(Saved entries)
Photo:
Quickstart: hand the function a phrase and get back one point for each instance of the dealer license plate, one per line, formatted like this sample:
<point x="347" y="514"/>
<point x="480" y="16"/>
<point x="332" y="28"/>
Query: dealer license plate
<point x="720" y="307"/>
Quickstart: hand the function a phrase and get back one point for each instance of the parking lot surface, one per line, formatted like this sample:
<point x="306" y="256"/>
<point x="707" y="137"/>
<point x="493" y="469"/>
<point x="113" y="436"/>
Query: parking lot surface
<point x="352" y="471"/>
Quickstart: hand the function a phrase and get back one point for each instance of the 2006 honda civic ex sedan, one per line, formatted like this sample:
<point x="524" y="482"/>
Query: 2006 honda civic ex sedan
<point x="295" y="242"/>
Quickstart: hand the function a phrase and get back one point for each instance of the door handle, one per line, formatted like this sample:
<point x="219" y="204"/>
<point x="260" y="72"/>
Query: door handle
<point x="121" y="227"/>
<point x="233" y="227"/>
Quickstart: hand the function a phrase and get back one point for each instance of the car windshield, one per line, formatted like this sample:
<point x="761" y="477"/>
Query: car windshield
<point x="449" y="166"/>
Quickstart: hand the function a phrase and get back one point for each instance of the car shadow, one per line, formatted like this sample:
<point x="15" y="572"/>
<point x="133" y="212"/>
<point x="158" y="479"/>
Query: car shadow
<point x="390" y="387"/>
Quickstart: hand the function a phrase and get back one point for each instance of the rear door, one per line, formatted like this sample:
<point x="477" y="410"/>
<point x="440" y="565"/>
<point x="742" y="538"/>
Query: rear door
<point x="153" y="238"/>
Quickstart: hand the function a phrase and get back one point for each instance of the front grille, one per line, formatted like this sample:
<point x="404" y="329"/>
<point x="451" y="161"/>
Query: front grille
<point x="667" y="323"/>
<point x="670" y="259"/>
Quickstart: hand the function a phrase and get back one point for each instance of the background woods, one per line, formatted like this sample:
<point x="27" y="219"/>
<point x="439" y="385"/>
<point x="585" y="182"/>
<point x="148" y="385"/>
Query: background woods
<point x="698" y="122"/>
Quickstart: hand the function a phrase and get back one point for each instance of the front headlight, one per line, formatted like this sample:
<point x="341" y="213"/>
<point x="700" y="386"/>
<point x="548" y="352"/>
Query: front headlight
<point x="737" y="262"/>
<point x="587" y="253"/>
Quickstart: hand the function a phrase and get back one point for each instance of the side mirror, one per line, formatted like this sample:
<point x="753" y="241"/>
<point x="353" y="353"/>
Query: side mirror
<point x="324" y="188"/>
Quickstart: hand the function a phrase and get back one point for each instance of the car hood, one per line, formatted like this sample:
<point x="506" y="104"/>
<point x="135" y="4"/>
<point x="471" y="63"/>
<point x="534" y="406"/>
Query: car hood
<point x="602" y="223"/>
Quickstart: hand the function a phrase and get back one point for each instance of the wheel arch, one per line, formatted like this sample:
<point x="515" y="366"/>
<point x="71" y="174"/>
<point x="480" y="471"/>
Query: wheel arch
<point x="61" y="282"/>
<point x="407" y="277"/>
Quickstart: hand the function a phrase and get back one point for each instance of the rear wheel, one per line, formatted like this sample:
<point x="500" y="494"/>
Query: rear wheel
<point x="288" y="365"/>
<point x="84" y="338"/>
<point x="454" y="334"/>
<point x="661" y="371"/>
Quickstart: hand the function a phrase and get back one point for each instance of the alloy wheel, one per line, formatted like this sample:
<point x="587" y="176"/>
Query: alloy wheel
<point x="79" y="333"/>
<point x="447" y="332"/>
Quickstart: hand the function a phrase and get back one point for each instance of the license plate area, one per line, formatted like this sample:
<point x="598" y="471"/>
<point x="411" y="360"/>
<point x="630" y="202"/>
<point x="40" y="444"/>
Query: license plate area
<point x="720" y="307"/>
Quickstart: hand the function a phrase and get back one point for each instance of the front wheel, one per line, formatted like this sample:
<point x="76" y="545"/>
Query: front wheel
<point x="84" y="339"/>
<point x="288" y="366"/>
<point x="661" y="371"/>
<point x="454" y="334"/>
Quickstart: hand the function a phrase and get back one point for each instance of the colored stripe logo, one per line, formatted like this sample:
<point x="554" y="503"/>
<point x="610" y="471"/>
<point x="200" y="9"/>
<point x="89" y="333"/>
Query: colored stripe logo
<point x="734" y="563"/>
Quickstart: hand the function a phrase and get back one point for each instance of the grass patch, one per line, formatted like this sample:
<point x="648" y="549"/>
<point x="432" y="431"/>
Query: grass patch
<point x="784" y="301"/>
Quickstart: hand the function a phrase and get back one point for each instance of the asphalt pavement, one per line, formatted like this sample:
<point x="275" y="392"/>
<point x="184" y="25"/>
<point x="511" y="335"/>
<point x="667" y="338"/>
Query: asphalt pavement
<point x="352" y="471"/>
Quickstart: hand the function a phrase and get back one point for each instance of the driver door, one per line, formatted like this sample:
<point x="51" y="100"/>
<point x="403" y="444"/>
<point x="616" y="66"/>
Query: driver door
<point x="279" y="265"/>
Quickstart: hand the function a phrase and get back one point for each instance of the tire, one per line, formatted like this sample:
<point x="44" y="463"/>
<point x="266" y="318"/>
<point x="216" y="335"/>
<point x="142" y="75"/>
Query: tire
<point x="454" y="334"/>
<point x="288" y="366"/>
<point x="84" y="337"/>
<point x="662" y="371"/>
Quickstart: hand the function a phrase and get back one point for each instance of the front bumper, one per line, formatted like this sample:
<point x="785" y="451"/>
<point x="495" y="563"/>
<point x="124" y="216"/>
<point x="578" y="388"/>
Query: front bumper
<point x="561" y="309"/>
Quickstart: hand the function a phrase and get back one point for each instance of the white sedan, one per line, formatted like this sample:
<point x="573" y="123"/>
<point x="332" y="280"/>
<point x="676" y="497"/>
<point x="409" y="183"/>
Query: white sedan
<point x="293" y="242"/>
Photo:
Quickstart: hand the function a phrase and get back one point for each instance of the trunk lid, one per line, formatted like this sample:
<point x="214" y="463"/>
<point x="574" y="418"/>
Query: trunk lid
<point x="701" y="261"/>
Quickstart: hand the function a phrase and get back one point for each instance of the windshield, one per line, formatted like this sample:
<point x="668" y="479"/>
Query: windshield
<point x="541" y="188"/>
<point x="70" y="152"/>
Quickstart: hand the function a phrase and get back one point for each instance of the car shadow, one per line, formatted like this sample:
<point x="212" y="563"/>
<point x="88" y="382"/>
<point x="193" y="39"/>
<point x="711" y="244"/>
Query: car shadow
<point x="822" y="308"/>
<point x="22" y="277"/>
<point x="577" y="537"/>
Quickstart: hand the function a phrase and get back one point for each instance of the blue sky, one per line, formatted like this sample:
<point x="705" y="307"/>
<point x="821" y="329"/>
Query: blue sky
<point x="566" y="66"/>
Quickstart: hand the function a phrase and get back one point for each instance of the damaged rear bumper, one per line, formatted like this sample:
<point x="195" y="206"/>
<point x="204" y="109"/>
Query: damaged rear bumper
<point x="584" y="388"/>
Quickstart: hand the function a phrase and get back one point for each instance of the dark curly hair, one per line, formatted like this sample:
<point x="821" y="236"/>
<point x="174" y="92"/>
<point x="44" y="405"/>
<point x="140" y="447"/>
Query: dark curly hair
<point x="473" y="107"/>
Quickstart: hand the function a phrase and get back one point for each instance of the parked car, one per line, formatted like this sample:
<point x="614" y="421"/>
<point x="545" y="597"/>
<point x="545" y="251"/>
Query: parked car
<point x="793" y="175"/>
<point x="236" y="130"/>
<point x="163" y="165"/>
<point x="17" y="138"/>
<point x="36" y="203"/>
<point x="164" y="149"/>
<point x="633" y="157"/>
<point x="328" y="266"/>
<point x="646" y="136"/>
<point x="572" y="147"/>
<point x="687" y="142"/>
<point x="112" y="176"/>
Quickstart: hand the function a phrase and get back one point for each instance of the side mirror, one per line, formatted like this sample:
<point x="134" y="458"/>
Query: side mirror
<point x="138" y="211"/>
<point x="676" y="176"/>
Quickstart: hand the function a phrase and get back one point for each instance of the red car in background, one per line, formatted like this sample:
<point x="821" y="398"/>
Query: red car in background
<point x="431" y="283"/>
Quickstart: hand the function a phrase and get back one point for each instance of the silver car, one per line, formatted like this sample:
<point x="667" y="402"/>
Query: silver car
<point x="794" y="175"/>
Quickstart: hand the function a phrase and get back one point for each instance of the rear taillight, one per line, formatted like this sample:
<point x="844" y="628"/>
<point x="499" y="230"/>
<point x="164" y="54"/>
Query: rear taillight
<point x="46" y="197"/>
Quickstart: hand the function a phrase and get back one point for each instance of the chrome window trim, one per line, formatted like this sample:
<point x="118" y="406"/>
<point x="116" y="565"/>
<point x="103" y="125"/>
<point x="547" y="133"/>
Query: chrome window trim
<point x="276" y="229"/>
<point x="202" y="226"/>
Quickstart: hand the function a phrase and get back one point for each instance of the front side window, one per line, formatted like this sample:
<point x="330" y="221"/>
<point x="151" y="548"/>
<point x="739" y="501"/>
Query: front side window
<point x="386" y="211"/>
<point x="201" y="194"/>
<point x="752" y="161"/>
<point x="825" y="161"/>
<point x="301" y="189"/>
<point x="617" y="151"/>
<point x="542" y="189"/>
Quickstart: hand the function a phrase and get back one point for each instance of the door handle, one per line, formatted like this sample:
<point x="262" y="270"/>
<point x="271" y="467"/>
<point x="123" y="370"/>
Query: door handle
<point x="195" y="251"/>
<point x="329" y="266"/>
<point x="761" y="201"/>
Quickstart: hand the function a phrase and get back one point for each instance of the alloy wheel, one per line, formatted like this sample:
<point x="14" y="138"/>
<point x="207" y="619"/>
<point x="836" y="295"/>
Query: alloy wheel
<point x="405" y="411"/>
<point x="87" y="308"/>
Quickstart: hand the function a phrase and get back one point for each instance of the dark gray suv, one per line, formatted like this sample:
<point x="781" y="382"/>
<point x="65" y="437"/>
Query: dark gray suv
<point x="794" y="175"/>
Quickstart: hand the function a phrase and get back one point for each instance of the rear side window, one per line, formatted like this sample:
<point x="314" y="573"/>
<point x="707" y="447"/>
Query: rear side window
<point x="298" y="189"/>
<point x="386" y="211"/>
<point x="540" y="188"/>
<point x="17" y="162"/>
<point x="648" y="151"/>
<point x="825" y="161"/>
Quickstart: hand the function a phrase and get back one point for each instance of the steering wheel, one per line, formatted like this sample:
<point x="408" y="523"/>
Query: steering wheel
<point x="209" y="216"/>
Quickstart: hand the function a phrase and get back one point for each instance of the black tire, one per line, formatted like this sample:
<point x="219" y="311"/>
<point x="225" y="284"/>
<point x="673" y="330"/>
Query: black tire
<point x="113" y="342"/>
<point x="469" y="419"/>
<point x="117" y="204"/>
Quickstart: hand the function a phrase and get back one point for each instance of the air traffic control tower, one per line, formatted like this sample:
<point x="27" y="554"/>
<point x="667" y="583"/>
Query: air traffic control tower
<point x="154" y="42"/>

WHAT TO DO:
From the first line of the records above to the line that contains "of the 2006", quote each line exactly.

ANSWER AREA:
Photo:
Quickstart: hand the function a phrase and get back one point for each instance of the dealer license plate, one per line, formatted like this sample:
<point x="347" y="514"/>
<point x="480" y="16"/>
<point x="332" y="28"/>
Query: dealer license plate
<point x="720" y="307"/>
Quickstart: hand the function a phrase and get back one point for each instance of the parking lot surface, one per line, formatted like this sample:
<point x="306" y="256"/>
<point x="707" y="137"/>
<point x="493" y="469"/>
<point x="113" y="436"/>
Query: parking lot surface
<point x="352" y="471"/>
Quickstart: hand the function a phrase and get back one point for each instance of the 2006 honda civic ex sedan, one per line, formatted like this sample:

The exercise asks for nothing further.